_TEXT PROVIDED_
################

The notion of the ‘weakest link’ has never been more to the forefront and that weakest link could be anywhere, including behind your own firewall. Some regulators, notably those in the EU responsible for the Cyber Resilience Act, are taking a broad swipe at the OSS industry, consciously or not. The maintainers of OSS projects across the globe will be feeling the heat and many according to some experts are already at breaking point. The question raised is an important one: to what extent will heavy-handed regulation risk throwing the OSS baby out with the bathwater.  

The public sector regulators are under heavy pressure to pick up the pace across the entire spectrum of government procurement and this is likely to catch many commercial enterprises off guard. 

Federal News Network released a video recently with the caption “why the SBOM is just the beginning of software supply chain cybersecurity”. The Federal News Network is a provider of news for Federal agencies, policy makers and contractors citing a subscriber base of nearly 900.  The video is available on the Federal Insights page (under Resources) of the Federal News Network website. Given the growing importance of this topic and the amount of press coverage surrounding the Cybersecurity Executive Order, the viewing figures are surprisingly low. 

One thing emphasized in this video is the complexity of the supply chain itself (third parties hosting systems and services on your behalf, contractors providing services on your behalf), not to mention the now ubiquitous use of OSS in both customized application development and commercially available software products.  It is this complexity coupled with the nature of software stacks, their APIs, and the way signals and commands run between them as well as between them and the infrastructure they are part of that together makes up what some refer to as a Zero-Trust environment. The SBOM is a good start in providing needed transparency for the supply chain but Zero-Trust practitioners will tell you that without constant monitoring of software applications during runtime, only the tip of the iceberg may be visible. An SBOM however complete at the time of creation is not in and of itself the answer.

################

_EXERCISE DATA_
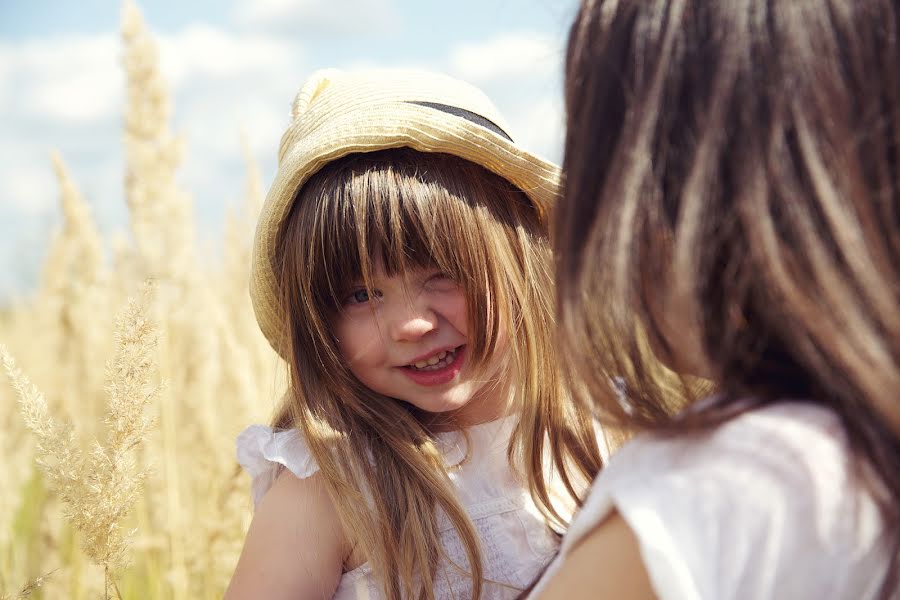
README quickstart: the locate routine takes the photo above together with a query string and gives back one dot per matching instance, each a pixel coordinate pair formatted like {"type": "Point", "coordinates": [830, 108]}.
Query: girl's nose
{"type": "Point", "coordinates": [411, 322]}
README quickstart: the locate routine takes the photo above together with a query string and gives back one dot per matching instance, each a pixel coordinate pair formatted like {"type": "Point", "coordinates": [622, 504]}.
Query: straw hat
{"type": "Point", "coordinates": [338, 113]}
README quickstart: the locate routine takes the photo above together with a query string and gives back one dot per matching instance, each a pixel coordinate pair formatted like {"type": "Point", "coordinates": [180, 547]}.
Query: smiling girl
{"type": "Point", "coordinates": [402, 268]}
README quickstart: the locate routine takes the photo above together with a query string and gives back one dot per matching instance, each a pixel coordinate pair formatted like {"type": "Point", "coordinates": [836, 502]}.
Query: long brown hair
{"type": "Point", "coordinates": [412, 209]}
{"type": "Point", "coordinates": [737, 163]}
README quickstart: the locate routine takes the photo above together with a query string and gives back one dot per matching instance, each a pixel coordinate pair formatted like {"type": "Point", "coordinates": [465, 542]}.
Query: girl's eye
{"type": "Point", "coordinates": [361, 296]}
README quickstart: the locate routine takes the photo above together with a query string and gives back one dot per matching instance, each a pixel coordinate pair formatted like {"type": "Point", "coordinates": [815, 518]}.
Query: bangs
{"type": "Point", "coordinates": [400, 210]}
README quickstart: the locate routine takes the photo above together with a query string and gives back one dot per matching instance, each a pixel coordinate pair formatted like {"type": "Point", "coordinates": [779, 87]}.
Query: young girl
{"type": "Point", "coordinates": [402, 268]}
{"type": "Point", "coordinates": [733, 192]}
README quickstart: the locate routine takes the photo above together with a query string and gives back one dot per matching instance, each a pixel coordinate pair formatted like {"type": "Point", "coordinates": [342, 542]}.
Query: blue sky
{"type": "Point", "coordinates": [233, 66]}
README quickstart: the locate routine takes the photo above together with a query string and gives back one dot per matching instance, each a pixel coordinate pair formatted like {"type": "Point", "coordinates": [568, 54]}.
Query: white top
{"type": "Point", "coordinates": [762, 507]}
{"type": "Point", "coordinates": [516, 542]}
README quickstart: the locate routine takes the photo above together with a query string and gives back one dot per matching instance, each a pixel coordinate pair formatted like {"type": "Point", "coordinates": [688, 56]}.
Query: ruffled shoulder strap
{"type": "Point", "coordinates": [263, 452]}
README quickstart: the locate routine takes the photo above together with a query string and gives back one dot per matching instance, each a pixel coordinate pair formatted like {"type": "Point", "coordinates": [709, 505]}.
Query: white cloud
{"type": "Point", "coordinates": [316, 16]}
{"type": "Point", "coordinates": [67, 79]}
{"type": "Point", "coordinates": [204, 51]}
{"type": "Point", "coordinates": [507, 56]}
{"type": "Point", "coordinates": [30, 189]}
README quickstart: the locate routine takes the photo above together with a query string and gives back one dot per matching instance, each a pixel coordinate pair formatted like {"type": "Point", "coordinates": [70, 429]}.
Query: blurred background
{"type": "Point", "coordinates": [232, 68]}
{"type": "Point", "coordinates": [136, 144]}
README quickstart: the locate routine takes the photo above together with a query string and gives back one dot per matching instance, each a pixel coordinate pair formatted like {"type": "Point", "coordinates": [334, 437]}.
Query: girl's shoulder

################

_WORK REQUIRED_
Answer these questions from the passage on software supply chain security.
1. Which regulators does the passage single out as taking a broad swipe at the OSS industry?
2. Where on the Federal News Network website can the video be found?
3. According to Zero-Trust practitioners, what is needed so that more than the tip of the iceberg is visible?
The data can be left aside for this work.

_REPLY TO THE EXERCISE_
1. Regulators in the EU responsible for the Cyber Resilience Act.
2. On the Federal Insights page, under Resources.
3. Constant monitoring of software applications during runtime.